• **练习说明**
#1 将所给文章从“2022-11-17 861”起，到“社区将立刻删除涉嫌侵权内容。”为止（含这一处）的部分重写一遍，并把其中的“阿里云开发者社区”改成“本站”。
#2 所给文章中，作者用什么方式把mysql驱动器上传到服务器？

• **所给文章**

━━━━━━━━━━━━━━━━

Elastic实战：通过logstash-input-jdbc实现mysql8.0全量/增量同步至ES7.x

2022-11-17 861

版权

本文内容由阿里云实名注册用户自发贡献，版权归原作者所有，阿里云开发者社区不拥有其著作权，亦不承担相应法律责任。具体规则请查看《阿里云开发者社区用户服务协议》和《阿里云开发者社区知识产权保护指引》。如果您发现本社区中有涉嫌抄袭的内容，填写侵权投诉表单进行举报，一经查实，本社区将立刻删除涉嫌侵权内容。

本文涉及的产品

RDS MySQL Serverless 基础系列，0.5-2RCU 50GB

云数据库 RDS MySQL，集群版 2核4GB 100GB

检索分析服务 Elasticsearch 版，2核4GB开发者规格 1个月

简介： 上一期我们讲解了如何通过canal实现增量/全量同步但因为canal本身基于binlog。所以在binlog开启之前的历史数据是不会同步的。因此要实现真正的全量同步，还需要针对binlog开启之前的历史数据进行全量同步。

0. 引言

上一期我们讲解了如何通过canal实现增量/全量同步，但因为canal本身基于binlog。所以在binlog开启之前的历史数据是不会同步的。

因此要实现真正的全量同步，还需要针对binlog开启之前的历史数据进行全量同步。

而实现这种全量同步的常用方案有：
1、业务代码实现
2、logstash-input-jdbc实现
3、其他同步组件实现，如datax

本期我们就来讲讲如何通过logstash来同步mysql数据到es

1. 环境

mysql 8.0
ES 7.13.0
kibana 7.13.0
logstash 7.13.0
jdk1.8

2. 下载

2.1 下载logstash

因为logstash-jdbc-input是logstash的一个插件，因此需要先安装logstash

针对es、logstash、kibana的安装可参考我另外一篇博客：
ELK搭建：实现分布式微服务的日志监控，这里不再累述

2.2 mysql驱动器

因为logstash-jdbc-input是需要mysql驱动器的，且我的mysql是8.0版本，所以需要将驱动器上传到服务器上，这里选择scp的方式上传

scp mysql-connector-java-8.0.22.jar root@172.16.188.6:/var/local/logstash/lib

3. 安装配置

logstash5.x版本以上可以直接使用logstash-jdbc-input插件，不用安装ruby等环境

我这里使用的是logstash7.13.0，这个版本已经不用在安装jdbc插件了，可以直接使用，如果执行安装语句反而会报错：

Installation aborted, plugin 'logstash-input-jdbc' is already provided by 'logstash-integration-jdbc'

安装配置我们可以参考官方文档，善用官方文档能帮助我们避免、排查绝大部分错误！！！一定要学会使用官方文档。特别是Elastic Stack的官方文档是很详细的
logstash-output-elasticsearch官方文档
 logstash-input-jdbc官方文档

1、创建mysql-es.conf配置文件

vim config/mysql-es.conf

文件内容

input {
   jdbc { 
    #数据库连接参数
      jdbc_connection_string => "jdbc:mysql://172.16.188.1:3306/bladex?useSSL=false"
      # mysql用户名
      jdbc_user => "root"
      # mysql密码
      jdbc_password => "123456"
      # mysql驱动器jar包
      jdbc_driver_library => "/var/local/logstash/lib/mysql-connector-java-8.0.22.jar"

━━━━━━━━━━━━━━━━

• **所给资料**
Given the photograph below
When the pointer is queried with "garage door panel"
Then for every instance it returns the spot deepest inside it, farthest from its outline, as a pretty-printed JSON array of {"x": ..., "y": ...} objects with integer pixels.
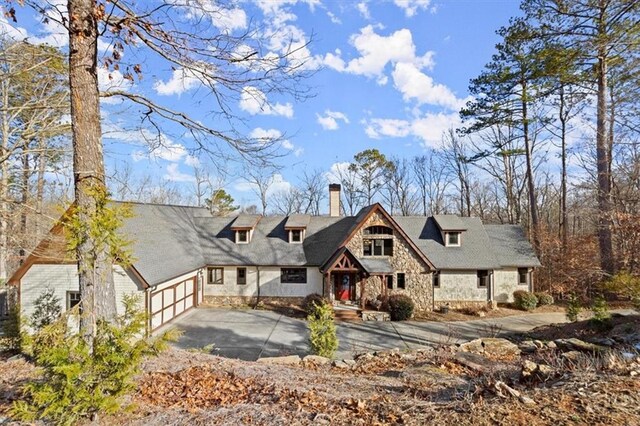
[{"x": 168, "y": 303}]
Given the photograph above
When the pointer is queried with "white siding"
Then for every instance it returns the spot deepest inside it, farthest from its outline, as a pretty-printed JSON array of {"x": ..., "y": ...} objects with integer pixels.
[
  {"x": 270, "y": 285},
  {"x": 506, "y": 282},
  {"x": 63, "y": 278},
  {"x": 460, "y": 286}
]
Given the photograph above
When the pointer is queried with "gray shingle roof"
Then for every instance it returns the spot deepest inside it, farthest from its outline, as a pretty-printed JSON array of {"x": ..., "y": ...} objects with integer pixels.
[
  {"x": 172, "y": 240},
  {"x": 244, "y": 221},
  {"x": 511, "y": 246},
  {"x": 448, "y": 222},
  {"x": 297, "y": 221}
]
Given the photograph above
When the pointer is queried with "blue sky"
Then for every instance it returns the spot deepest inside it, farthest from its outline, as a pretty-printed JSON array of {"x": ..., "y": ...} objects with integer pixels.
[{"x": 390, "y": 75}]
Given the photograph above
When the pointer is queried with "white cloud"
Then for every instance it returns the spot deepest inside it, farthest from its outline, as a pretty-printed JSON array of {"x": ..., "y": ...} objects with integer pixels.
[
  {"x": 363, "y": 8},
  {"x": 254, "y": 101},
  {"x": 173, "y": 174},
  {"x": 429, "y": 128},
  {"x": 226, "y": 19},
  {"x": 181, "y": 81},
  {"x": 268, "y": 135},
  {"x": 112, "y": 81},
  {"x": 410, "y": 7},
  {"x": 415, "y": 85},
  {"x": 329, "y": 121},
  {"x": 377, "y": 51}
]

━━━━━━━━━━━━━━━━

• **参考答案**
#1
2022-11-17 861

版权

本文内容由阿里云实名注册用户自发贡献，版权归原作者所有，本站不拥有其著作权，亦不承担相应法律责任。具体规则请查看《本站用户服务协议》和《本站知识产权保护指引》。如果您发现本社区中有涉嫌抄袭的内容，填写侵权投诉表单进行举报，一经查实，本社区将立刻删除涉嫌侵权内容。

#2 用scp的方式上传。